=== Data for analysis ===

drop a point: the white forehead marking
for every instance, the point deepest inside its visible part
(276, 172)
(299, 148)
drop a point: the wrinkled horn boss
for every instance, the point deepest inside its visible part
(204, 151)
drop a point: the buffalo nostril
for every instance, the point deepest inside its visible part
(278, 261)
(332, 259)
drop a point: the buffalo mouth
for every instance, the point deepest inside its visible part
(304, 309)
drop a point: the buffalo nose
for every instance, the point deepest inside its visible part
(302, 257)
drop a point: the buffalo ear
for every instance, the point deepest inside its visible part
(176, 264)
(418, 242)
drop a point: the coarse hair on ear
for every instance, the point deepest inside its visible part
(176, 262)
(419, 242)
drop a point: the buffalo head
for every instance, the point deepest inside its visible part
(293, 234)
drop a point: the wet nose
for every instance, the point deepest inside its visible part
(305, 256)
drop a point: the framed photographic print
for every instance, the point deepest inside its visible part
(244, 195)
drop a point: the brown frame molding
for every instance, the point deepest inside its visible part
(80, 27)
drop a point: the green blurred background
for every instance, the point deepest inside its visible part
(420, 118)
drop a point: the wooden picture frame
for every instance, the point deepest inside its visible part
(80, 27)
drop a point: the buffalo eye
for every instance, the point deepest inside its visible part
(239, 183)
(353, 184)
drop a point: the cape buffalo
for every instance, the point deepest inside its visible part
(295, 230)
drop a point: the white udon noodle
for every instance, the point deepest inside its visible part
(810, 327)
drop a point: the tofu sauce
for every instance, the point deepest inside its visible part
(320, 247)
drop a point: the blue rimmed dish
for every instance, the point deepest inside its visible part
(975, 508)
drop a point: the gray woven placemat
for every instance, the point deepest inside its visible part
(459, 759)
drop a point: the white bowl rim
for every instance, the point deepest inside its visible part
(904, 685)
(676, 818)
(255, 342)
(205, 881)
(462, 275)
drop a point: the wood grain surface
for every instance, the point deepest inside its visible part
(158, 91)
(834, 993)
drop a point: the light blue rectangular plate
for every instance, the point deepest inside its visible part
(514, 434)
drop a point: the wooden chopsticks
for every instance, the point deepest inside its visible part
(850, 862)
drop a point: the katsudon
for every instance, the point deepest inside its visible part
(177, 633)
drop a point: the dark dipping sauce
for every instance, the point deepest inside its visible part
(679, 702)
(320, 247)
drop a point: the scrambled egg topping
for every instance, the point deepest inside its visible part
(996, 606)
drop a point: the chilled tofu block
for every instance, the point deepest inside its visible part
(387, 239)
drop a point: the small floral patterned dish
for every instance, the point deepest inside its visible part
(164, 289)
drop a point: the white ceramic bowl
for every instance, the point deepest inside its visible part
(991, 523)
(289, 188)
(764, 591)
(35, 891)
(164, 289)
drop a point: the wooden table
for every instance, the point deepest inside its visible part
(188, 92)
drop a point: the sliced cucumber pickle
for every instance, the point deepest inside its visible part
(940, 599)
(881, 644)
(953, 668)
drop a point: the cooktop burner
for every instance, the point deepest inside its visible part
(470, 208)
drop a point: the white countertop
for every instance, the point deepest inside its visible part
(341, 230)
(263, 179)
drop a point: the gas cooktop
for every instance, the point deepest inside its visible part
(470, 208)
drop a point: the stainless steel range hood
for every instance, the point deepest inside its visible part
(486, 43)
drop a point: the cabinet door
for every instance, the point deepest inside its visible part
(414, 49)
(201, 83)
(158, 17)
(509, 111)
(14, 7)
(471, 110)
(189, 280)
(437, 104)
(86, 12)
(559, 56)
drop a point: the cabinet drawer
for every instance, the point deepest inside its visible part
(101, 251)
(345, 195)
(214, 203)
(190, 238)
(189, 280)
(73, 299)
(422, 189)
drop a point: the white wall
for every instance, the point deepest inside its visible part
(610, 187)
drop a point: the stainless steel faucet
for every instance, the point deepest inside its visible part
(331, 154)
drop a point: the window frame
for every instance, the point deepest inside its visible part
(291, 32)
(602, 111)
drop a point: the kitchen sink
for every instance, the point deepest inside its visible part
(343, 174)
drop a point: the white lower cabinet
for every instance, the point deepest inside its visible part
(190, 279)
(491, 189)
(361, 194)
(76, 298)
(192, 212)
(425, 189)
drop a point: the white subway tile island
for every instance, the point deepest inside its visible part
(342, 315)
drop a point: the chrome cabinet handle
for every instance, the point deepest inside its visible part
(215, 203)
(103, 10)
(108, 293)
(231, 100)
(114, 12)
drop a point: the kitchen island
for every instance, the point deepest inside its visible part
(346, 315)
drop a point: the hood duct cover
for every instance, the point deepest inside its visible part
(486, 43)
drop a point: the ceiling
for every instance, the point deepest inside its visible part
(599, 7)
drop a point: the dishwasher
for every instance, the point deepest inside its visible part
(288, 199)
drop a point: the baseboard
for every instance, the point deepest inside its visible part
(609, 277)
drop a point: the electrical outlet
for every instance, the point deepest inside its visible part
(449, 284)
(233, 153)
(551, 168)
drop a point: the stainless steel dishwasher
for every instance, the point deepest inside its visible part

=== Task item ===
Nothing should appear in the answer except the lines above from the line with "drop a point: the wooden table" through the line with "drop a point: the kitchen sink", both included, written out exactly.

=== Task response ===
drop a point: the wooden table
for every instance, the point deepest inside its visible part
(188, 92)
drop a point: the sliced cucumber pickle
for every instance, the point deepest inside its visible part
(940, 599)
(881, 644)
(953, 668)
drop a point: the cooktop burner
for every instance, the point deepest inside its visible part
(470, 208)
drop a point: the white countertop
for every instance, the point deepest inside its visible part
(341, 230)
(263, 179)
drop a point: the gas cooktop
for every instance, the point deepest inside its visible part
(470, 208)
drop a point: the stainless steel range hood
for every instance, the point deepest inside its visible part
(486, 43)
drop a point: the cabinet door
for every instance, the point deepest inside its visible part
(414, 49)
(201, 83)
(158, 17)
(509, 111)
(14, 7)
(471, 110)
(189, 280)
(437, 104)
(86, 12)
(559, 56)
drop a point: the cabinet drawer
for every instance, the point deepest inside its visible part
(101, 251)
(345, 195)
(214, 203)
(190, 238)
(189, 280)
(73, 299)
(422, 189)
drop a point: the white wall
for every instance, the point deepest inside its visible part
(610, 187)
drop a point: the stainless steel faucet
for every instance, the point deepest inside its visible part
(331, 154)
drop a point: the window frame
for every instance, the point deepest inside its visible part
(291, 32)
(602, 111)
drop a point: the kitchen sink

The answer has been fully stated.